- **LISTED RECORDS**
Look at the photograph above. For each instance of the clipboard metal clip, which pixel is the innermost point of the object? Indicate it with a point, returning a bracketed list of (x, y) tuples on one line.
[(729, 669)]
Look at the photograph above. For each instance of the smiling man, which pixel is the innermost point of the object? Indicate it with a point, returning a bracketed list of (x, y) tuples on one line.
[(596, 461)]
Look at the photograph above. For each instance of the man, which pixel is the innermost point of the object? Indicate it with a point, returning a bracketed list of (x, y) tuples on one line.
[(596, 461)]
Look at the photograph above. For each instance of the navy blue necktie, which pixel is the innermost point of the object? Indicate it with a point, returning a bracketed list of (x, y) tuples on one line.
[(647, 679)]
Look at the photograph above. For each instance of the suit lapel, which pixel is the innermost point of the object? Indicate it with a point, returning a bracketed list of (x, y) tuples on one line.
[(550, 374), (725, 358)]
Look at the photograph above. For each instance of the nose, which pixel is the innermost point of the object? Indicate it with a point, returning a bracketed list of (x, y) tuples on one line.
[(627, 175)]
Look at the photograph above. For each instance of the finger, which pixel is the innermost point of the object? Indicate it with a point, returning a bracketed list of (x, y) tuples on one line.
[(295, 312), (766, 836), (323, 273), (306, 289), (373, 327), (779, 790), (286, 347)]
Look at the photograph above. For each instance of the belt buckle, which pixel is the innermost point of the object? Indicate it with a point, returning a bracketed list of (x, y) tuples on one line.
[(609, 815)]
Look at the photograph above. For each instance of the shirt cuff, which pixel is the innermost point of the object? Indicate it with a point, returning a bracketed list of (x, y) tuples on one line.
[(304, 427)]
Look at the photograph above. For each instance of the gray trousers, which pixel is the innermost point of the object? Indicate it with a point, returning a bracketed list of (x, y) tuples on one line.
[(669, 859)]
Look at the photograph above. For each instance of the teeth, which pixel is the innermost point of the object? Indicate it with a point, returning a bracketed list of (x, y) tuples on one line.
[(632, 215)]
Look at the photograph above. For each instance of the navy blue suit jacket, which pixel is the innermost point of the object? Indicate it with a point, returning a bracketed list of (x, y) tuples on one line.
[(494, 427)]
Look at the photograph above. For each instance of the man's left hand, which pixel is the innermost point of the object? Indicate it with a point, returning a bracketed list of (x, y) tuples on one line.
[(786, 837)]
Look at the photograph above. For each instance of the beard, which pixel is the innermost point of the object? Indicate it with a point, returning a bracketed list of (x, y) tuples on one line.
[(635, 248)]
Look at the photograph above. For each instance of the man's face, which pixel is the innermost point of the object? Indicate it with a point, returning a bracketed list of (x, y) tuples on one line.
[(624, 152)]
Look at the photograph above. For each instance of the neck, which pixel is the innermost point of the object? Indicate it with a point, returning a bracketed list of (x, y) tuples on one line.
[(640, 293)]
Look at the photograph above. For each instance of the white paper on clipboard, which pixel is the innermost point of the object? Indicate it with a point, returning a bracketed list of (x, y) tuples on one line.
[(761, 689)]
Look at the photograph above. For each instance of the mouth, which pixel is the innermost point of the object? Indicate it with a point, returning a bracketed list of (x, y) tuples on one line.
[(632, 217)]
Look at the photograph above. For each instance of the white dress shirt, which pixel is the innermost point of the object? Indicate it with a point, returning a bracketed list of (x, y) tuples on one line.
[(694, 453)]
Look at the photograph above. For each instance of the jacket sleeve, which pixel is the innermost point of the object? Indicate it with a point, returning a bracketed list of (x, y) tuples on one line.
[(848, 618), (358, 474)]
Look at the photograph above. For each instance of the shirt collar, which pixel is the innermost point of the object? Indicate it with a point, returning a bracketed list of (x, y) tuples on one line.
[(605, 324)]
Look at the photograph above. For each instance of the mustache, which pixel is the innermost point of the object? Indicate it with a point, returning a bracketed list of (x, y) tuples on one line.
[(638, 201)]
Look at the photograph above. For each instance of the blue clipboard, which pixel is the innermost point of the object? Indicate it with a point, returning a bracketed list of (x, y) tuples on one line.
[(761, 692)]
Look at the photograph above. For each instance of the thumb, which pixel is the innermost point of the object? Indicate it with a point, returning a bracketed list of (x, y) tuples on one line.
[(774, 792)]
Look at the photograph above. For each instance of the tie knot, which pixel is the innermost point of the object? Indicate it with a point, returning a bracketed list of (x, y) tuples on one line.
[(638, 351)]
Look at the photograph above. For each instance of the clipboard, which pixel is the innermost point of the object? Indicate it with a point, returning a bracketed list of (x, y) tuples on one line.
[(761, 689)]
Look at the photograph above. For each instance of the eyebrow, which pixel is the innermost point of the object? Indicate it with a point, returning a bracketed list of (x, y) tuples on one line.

- **PROMPT**
Each record above should be repeated exactly as it appears.

- **EXERCISE RESULT**
Look at the photograph above. For each instance of the clipboard metal clip, which pixel is the innermost point of the object? Indicate it with a point, returning a bracketed list of (x, y) tuples on one line.
[(729, 669)]
Look at the photograph above. For each instance of the smiling man, which pixel is the innermost point of the object? Indicate it with a point, returning a bracketed list of (x, y) tuples on one line.
[(596, 461)]
Look at the photograph above. For each instance of the man, which pixel is the innermost point of the object? Indicate it with a point, returning a bracketed list of (x, y) tuples on one line.
[(596, 461)]
Look at the photograph above. For each instance of the navy blue necktie, which pixel is the innermost point of the object? Indicate it with a point, returning a bracketed list of (x, y) tuples on one line.
[(647, 679)]
Look at the photograph above. For each instance of the suit lapel, which pixel is the innermost point of the object? Indicate it with a point, returning a bracketed list of (x, y) tuples on one line.
[(550, 374), (725, 358)]
Look at the photograph above. For each instance of the nose, which pixel is the innermost point of the object? Indicate it with a point, returning a bracketed list of (x, y) tuples on one line.
[(627, 175)]
Look at the photograph above. For each instance of the finger, which pixel is the innermost point of the object? Indicate it with a point, returning a bracketed list of (x, y) tuples on one line.
[(295, 312), (766, 836), (323, 273), (306, 289), (373, 327), (779, 790), (286, 347)]
Look at the photograph above. For each instance of the belt buckle, which pixel is the innermost point of the object? Indicate it with a point, returning a bracketed list of (x, y) tuples on one line.
[(609, 815)]
Look at the photograph above. For each instance of the shirt cuff, which pixel is the innermost point of the object? Indicate it with a point, returning a bracketed list of (x, y) tuples on one line.
[(304, 427)]
Look at the photograph above. For each instance of the gray trousers, which pixel is the innermost point of the object? Indicate it with a point, returning a bracketed list of (x, y) tuples on one line.
[(669, 859)]
Look at the photograph above. For each instance of the teeth, which pixel is the innermost point of the object? Indicate it with a point, returning a bracketed list of (x, y) tuples on one line.
[(632, 215)]
Look at the photograph above. For each instance of the navy blue suit jacket, which pixel is the innermost point of the object? Indicate it with a point, returning a bracketed list of (x, y) tuples on one line.
[(494, 427)]
Look at the photograph above. For each instance of the man's left hand, which pixel is the innermost point of the object? Indicate it with a point, returning a bracketed list of (x, y) tuples on one line.
[(786, 837)]
Look at the photograph above. For each instance of the beard, which pixel is the innermost point of the object? Indicate it with a point, returning a bracketed list of (x, y) tuples on one line.
[(635, 248)]
Look at the photograph above. For each instance of the man's face, which pixel is the innermost point of the object? Indicate it with a point, returning a bracketed list of (x, y) tuples on one line.
[(624, 152)]
Look at the photograph above. For each instance of the neck, which pixel is the innermost point of the object? Indicate it with a point, returning a bracketed list of (x, y) tuples on one line.
[(640, 293)]
Look at the photograph above. For each instance of the white paper on clipboard, which pixel is the innermost point of the object? Indicate it with a point, returning a bracketed list of (x, y) tuples on one line.
[(761, 689)]
Look at the photograph above. For each instance of the mouth, which pixel is the innermost point of the object? Indicate it with a point, returning a bracketed list of (x, y) tuples on one line.
[(632, 217)]
Look at the photograph above. For each instance of the white dress shirt, which pixel is the innermost point of the object? Indicate it with a point, returning a bracketed list of (x, y) tuples on one line.
[(694, 453)]
Look at the photograph above. For each instance of the jacket sleeve, which pixel is the innermost point of the object? Indicate it with a point, returning a bracketed list of (x, y) tuples on one line.
[(848, 618), (358, 474)]
Look at the photograph above. For each instance of the shirt collar, which pixel is the innermost point of the object? Indicate it with a point, returning a bracketed list of (x, y) tuples on one line.
[(605, 324)]
Look at the photograph above. For each instance of the mustache, which pixel is the innermost point of the object? Indicate it with a point, returning a bracketed list of (x, y) tuples on one line.
[(638, 201)]
Look at the photograph above. For each instance of the blue clipboard, which pixel is the innermost point of the object? Indicate it with a point, returning a bracketed list of (x, y) tuples on one line.
[(761, 692)]
Look at the photograph above. For each instance of the thumb, which pixel is the innermost point of the object? Indicate it with a point, returning a bracketed list of (x, y) tuples on one line.
[(774, 792)]
Look at the photograph above. For each instance of the tie knot, which pixel is the innermost point of the object? Indicate it with a point, returning a bracketed list of (x, y) tuples on one line.
[(638, 351)]
Look at the photograph above. For each instance of the clipboard, which pixel is the innermost point of the object? Indicate it with a point, returning a bracketed list of (x, y) tuples on one line.
[(761, 689)]
Look at the photograph above. For each instance of the eyebrow, which pixel is the innermost point of the object? Indicate it with a point, returning a bracketed list of (x, y) tuples on one line.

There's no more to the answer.